WHAT YOU WILL DO >>
An exact copy of every entry is needed, with the images left out.

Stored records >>

..............................

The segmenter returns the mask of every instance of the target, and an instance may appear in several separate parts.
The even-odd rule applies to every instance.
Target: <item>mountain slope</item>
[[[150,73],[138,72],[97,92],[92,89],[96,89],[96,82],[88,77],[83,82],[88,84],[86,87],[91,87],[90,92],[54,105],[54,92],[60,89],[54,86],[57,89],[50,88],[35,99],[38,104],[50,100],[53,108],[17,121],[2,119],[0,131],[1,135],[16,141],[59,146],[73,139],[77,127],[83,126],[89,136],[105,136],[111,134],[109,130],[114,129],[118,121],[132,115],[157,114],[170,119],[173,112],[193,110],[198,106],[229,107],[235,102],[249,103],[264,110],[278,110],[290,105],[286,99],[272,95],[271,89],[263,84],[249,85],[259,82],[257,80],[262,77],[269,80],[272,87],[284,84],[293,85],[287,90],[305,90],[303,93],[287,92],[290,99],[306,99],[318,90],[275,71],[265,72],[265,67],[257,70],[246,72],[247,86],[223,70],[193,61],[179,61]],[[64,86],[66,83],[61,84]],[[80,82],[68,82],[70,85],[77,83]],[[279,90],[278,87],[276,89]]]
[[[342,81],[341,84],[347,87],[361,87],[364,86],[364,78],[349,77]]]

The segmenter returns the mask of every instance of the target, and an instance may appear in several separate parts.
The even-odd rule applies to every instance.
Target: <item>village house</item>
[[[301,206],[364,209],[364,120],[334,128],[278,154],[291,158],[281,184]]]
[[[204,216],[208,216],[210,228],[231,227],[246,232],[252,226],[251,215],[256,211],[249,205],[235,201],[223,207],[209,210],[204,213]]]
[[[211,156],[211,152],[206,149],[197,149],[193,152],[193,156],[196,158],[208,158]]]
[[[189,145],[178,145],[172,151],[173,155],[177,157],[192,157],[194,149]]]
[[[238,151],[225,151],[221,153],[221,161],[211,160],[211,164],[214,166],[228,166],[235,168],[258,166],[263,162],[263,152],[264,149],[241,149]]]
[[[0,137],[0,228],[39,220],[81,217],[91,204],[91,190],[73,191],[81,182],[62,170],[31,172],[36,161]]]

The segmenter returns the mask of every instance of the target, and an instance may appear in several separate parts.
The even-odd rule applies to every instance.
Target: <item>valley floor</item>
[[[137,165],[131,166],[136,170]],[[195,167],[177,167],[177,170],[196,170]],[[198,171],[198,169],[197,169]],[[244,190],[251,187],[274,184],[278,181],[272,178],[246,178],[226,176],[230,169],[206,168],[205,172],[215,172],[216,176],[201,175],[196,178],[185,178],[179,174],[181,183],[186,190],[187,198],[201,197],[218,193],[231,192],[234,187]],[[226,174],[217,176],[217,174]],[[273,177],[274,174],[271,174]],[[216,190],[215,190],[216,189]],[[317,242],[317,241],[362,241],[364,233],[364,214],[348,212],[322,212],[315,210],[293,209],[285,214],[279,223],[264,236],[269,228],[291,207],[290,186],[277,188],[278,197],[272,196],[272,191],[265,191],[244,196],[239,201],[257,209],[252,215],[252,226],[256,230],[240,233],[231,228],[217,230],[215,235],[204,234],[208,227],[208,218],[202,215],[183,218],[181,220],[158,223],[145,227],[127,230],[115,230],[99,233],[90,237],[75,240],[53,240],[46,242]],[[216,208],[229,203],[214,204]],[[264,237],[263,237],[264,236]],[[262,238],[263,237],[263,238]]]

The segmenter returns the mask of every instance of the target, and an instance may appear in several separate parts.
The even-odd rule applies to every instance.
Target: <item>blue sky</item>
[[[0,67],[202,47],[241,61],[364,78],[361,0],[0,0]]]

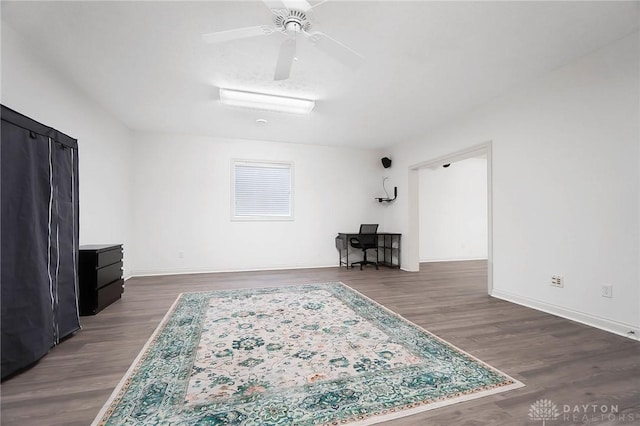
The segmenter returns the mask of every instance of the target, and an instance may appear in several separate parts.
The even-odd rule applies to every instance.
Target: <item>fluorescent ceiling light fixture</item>
[[[309,114],[316,102],[311,99],[289,98],[265,93],[220,88],[220,102],[225,105],[256,108],[267,111]]]

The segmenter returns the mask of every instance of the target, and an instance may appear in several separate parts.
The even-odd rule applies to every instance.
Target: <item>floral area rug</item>
[[[342,283],[183,293],[94,424],[372,424],[521,386]]]

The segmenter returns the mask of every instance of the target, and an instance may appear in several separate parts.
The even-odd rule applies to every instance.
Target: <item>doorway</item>
[[[491,141],[456,151],[442,157],[423,161],[409,167],[409,226],[411,238],[407,245],[407,270],[420,268],[420,170],[441,168],[470,158],[486,158],[486,209],[487,209],[487,292],[493,290],[493,216],[492,216],[492,161]]]

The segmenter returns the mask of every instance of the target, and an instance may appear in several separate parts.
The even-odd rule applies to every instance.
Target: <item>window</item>
[[[293,163],[234,161],[232,219],[292,220]]]

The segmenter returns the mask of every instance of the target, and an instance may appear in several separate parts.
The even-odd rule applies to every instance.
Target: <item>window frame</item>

..............................

EXERCISE SOLUTION >>
The segmenter returns the mask of every instance of the target, and an instance may appear in several separate parts.
The even-odd rule applies to every instance.
Target: <item>mountain slope</item>
[[[150,73],[138,72],[97,92],[92,89],[96,89],[96,82],[88,77],[83,82],[88,84],[86,87],[91,87],[90,92],[54,105],[54,92],[60,89],[54,86],[57,89],[50,88],[35,99],[38,104],[50,100],[53,108],[17,121],[2,119],[0,131],[1,135],[16,141],[59,146],[73,139],[77,127],[83,126],[89,136],[105,136],[111,134],[109,130],[114,129],[118,121],[132,115],[157,114],[170,119],[173,112],[193,110],[198,106],[229,107],[235,102],[249,103],[264,110],[278,110],[290,105],[286,99],[272,95],[271,89],[263,84],[249,85],[259,82],[257,80],[262,77],[269,80],[272,87],[284,84],[293,85],[287,90],[305,90],[303,93],[287,92],[290,99],[306,99],[318,90],[275,71],[265,72],[265,67],[257,70],[246,72],[247,86],[223,70],[193,61],[179,61]],[[64,86],[66,83],[61,84]],[[80,82],[68,82],[70,85],[77,83]],[[279,90],[278,87],[276,89]]]
[[[342,81],[341,84],[347,87],[361,87],[364,86],[364,78],[349,77]]]

The segmenter returns the mask of every instance of the target, and an instance may appear in several separate parts.
The even-odd rule applies to every instance.
Target: <item>village house</item>
[[[301,206],[364,209],[364,120],[334,128],[278,154],[291,158],[281,184]]]
[[[204,216],[208,216],[210,228],[231,227],[246,232],[252,226],[251,215],[256,211],[249,205],[235,201],[223,207],[209,210],[204,213]]]
[[[211,156],[211,152],[206,149],[197,149],[193,152],[193,156],[196,158],[208,158]]]
[[[189,145],[178,145],[172,151],[173,155],[177,157],[192,157],[194,149]]]
[[[238,151],[225,151],[221,153],[221,161],[211,160],[211,164],[214,166],[228,166],[235,168],[258,166],[263,162],[263,152],[264,149],[241,149]]]
[[[0,137],[0,228],[39,220],[81,217],[91,204],[91,190],[73,191],[81,182],[62,170],[31,172],[36,161]]]

The segmenter returns the mask of every instance of the target, and an instance may appear in several separate parts.
The even-odd rule applies to every instance.
Target: <item>valley floor</item>
[[[137,165],[131,166],[136,170]],[[195,167],[177,167],[177,170],[196,170]],[[198,171],[198,169],[197,169]],[[244,190],[251,187],[274,184],[278,181],[272,178],[246,178],[226,176],[230,169],[206,168],[205,172],[215,172],[216,176],[201,175],[196,178],[185,178],[179,174],[181,183],[186,190],[187,198],[201,197],[218,193],[231,192],[234,187]],[[226,174],[217,176],[217,174]],[[273,177],[274,174],[271,174]],[[216,190],[215,190],[216,189]],[[317,242],[317,241],[362,241],[364,233],[364,214],[348,212],[322,212],[315,210],[293,209],[285,214],[279,223],[264,236],[269,228],[291,207],[290,186],[277,188],[278,197],[272,196],[272,191],[265,191],[244,196],[239,201],[257,209],[252,215],[252,226],[256,230],[240,233],[231,228],[217,230],[215,235],[204,234],[208,227],[208,218],[202,215],[183,218],[181,220],[158,223],[145,227],[127,230],[115,230],[99,233],[90,237],[75,240],[53,240],[46,242]],[[216,208],[229,203],[214,204]],[[264,237],[263,237],[264,236]],[[262,238],[263,237],[263,238]]]

The segmenter returns the mask of every instance of the target, and an instance may appear in several separate parts.
The even-odd rule applies to every instance.
Target: <item>blue sky</item>
[[[0,67],[202,47],[241,61],[364,78],[361,0],[0,0]]]

The segmenter returns the mask of every instance of the target, and an instance may appear in several separate parts.
The even-odd rule applies to every instance.
Target: <item>fluorescent ceiling light fixture</item>
[[[309,114],[316,102],[311,99],[289,98],[265,93],[220,88],[220,102],[225,105],[256,108],[267,111]]]

The segmenter returns the mask of every instance of the target, and an instance may appear in several separate parts.
The even-odd rule applies to every instance.
Target: <item>floral area rug</item>
[[[342,283],[183,293],[94,424],[372,424],[521,386]]]

The segmenter returns the mask of every instance of the target, and an instance may appear in several separate parts.
The even-odd rule applies to every instance.
Target: <item>doorway</item>
[[[491,141],[456,151],[442,157],[423,161],[409,167],[409,226],[411,238],[407,245],[407,270],[420,268],[420,170],[441,168],[470,158],[486,158],[486,209],[487,209],[487,292],[493,290],[493,216],[492,216],[492,161]]]

The segmenter returns the mask of every instance of the target, and an instance may appear in several separate parts.
The even-odd rule applies to every instance.
Target: <item>window</item>
[[[293,163],[234,161],[232,219],[292,220]]]

The segmenter returns the mask of every instance of the target, and an instance may appear in several separate parts.
The even-odd rule applies to every instance.
Target: <item>window frame</item>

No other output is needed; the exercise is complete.